▶ [Série de tâches]
(A) Dans quel pays Mario Benedetti a-t-il écrit « Geografias » selon l'article ?
(B) Relevez, s'il vous plaît, toutes les manières dont l'article dit que l'ouvrage entier peut être compris.

Avant de quitter l'Uruguay pour trois mois, j'ai échangé avec mon amie Maggi une sorte de promesse. Nous avons chacune un petit livre du poète uruguayen Mario Benedetti. Moi, c'est pour continuer à découvrir la langue, elle pour agrémenter les longues heures d'attente des clients ou des commandes téléphoniques de plats à emporter ou à livrer (1). Et nous devons, à mon retour, partager nos poèmes préférés. Une manière de rester en lien autrement qu'avec un petit texto occasionnel, ce que nous souhaitons toutes les deux. Une manière aussi, pour moi, de m'obliger à élargir encore le registre des discussions avec elle, par anticipation. Autre conversation silencieuse.
Mon livre s'intitule « Geografias ». Mario Benedetti l'a écrit pendant son exil en Espagne, pendant que la dictature faisait rage au loin, au pays, et que les informations parvenaient tout de même aux exilés sur ce qui se passait dans les villes et dans les prisons Uruguayennes : arrestations, menaces, tortures, stérilisation de la science et des arts. Et la vie quotidienne des uruguayens pendant ces années grises (2). Sur ce qui se passait en exil, aussi, principalement en Europe : traques, fuites, trahisons, entraides et méfiances. Et la vie quotidienne des exilés. L'ouvrage entier peut être compris comme une plainte, une dénonciation, un appel, un témoignage, un cri de nostalgie, car chaque poème, chaque récit est adossé à la situation socio-politique de l'Uruguay de l'époque, même s'il n'en parle pas directement, ni explicitement. Il parle de voyages en avion et d'un cauchemar dans lequel il se trompe d'avion et se retrouve atterrir au pays. Il fait parler une adolescente, exilée depuis toute jeune, ni allemande ni uruguayenne et qui songe à se suicider après un viol. Il invente les aveux d'un militaire ayant déserté pour une raison sordide, après l'interrogatoire « consciencieux et méthodique » de quelques étudiantes. Il raconte la vie sociale d'un groupe d'amis exilés qui s'interrogent sur l'étrangeté de deux d'entre eux. Il imagine la vie d'un habitant de Montevideo victime d'un effrayant harcèlement téléphonique, le conduisant à revisiter son passé à la recherche d'une « faute » qu'il ne trouve pas. Il retranscrit la joie amère d'espagnols exilés à Buenos Aires, le jour où la mort de Franco est annoncée par les journaux. Je n'avais jamais auparavant croisé de poésie si engagée, politique, aux prises avec la société contemporaine de l'écriture. Il faut dire que Benedetti était Tupamaro, et l'on comprend qu'avec de telles publications, il ne pouvait pas rentrer au pays tant que les militaires restaient au pouvoir, même si son écriture est fine.
Quelle jubilation me procurent ces pages, où je surfe sur ma connaissance débutante de l'espagnol pour capter du sens, de la magie des mots, du rythme poétique ! Bien entendu, je ne comprends pas tout, même quand je consulte un dictionnaire, car les poètes jouent avec leur langue de manière autrement subtile que ce que le sens littéral délivre. Il y a donc des lignes que je crois comprendre, dont je découvre que le sens est sans doute autre après un coup d'œil au dico, mais dont soudain le sens change encore quand, deux vers plus loin, je croise une autre résonance. Ou à la troisième lecture, ou quand j'ai compris le lien avec le récit suivant. Quelle merveille que ces pages de textes courts que je peux feuilleter, zapper, lire dans le désordre, relire et déclamer à mon homme pour le plaisir d'en entendre mieux la musique.

▶ [Entrées extraites]
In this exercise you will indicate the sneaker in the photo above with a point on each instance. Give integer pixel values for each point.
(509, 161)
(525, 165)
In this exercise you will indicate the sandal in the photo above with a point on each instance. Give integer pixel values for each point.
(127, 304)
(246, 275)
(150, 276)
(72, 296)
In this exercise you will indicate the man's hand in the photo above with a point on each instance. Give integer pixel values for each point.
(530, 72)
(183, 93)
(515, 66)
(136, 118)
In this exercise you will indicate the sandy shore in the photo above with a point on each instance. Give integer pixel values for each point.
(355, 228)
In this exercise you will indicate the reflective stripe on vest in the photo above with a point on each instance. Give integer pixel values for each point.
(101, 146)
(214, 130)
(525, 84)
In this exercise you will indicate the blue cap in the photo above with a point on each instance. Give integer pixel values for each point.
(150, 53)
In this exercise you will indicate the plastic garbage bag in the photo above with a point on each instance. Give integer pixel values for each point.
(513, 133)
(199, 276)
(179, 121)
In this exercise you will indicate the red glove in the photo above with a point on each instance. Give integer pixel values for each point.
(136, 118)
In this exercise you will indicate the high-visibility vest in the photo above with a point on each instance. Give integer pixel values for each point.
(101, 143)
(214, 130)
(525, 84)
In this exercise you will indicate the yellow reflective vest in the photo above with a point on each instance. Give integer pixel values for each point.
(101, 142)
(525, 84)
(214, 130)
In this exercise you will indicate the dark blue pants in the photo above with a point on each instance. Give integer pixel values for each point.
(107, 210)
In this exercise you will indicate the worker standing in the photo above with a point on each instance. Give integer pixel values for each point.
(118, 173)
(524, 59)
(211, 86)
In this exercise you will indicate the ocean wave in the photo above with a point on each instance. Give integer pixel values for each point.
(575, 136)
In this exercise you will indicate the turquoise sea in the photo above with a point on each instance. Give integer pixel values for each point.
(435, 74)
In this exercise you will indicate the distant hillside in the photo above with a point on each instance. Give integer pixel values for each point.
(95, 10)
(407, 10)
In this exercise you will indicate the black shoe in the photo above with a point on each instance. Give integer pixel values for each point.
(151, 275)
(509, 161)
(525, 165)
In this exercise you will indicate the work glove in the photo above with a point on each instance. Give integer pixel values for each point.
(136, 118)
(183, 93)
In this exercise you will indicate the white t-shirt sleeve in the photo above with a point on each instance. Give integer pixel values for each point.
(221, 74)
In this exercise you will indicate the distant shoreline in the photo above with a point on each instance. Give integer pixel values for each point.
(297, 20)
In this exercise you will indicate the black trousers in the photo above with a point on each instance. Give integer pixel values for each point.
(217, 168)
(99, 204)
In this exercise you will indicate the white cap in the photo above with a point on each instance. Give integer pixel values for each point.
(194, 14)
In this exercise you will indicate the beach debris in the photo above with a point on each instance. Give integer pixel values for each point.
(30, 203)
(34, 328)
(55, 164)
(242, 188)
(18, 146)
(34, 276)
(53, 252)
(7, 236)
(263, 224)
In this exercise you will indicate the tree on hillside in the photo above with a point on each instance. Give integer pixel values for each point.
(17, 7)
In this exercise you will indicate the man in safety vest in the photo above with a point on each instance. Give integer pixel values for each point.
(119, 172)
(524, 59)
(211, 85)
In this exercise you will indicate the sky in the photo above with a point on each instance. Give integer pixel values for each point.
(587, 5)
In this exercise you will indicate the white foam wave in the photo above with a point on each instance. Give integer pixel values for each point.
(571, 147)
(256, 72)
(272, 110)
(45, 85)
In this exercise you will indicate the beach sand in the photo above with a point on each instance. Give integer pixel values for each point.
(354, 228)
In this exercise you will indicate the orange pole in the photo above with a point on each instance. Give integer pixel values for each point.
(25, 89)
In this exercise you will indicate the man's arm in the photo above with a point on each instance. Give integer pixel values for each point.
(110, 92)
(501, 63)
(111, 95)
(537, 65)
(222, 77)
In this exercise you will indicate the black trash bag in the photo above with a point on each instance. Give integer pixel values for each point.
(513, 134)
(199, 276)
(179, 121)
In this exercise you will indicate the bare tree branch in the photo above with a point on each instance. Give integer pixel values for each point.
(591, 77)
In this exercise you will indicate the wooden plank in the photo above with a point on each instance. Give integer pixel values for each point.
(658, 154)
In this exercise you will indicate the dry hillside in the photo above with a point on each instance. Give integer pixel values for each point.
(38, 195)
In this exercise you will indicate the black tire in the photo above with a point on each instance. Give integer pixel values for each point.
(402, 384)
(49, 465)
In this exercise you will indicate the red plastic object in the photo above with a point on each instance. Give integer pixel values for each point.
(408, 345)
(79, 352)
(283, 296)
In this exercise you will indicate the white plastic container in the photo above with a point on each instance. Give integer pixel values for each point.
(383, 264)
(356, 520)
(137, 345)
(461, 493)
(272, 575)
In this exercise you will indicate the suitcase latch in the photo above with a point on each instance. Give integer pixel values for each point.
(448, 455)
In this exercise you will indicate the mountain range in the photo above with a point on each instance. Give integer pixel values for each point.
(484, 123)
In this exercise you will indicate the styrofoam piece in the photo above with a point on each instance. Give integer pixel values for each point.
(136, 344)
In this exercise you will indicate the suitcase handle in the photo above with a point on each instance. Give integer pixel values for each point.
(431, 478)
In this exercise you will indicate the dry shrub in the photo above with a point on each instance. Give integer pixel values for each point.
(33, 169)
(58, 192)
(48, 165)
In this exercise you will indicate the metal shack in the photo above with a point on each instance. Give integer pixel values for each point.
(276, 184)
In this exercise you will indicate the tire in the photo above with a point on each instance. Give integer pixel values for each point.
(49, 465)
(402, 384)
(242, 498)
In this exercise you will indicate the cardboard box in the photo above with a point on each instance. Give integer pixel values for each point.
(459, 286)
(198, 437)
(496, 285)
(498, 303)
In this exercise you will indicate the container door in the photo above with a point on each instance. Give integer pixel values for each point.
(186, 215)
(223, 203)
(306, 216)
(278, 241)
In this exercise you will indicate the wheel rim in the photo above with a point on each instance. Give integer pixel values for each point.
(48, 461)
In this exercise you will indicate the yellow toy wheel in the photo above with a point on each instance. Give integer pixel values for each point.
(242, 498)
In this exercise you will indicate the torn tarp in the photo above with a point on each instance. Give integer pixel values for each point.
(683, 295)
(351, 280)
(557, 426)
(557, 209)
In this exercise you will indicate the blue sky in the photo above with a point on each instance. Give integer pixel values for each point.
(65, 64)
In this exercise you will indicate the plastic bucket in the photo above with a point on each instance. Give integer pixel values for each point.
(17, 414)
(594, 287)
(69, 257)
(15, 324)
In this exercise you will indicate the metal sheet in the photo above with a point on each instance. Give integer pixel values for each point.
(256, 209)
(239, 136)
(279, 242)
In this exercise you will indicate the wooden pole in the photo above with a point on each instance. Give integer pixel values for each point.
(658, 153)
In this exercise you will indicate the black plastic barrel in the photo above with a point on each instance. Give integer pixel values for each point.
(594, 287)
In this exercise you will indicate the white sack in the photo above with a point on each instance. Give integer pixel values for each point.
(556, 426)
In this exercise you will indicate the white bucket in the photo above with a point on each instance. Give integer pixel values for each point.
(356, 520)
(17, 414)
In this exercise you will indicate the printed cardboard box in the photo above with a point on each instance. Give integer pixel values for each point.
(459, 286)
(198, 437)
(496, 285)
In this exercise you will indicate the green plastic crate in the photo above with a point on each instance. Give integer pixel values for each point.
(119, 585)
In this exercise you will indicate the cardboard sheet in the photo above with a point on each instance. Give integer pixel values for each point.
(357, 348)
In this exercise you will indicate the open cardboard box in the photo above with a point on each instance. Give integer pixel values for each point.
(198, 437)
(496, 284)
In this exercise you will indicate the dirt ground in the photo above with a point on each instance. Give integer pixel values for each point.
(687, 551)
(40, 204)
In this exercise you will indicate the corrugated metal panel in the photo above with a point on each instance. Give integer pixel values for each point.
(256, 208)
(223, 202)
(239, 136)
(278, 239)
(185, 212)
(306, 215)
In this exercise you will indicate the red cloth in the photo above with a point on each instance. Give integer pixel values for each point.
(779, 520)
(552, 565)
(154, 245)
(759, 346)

▶ [Réponses aux tâches]
(A) En Espagne, pendant son exil.

(B) Une plainte, une dénonciation, un appel, un témoignage, un cri de nostalgie.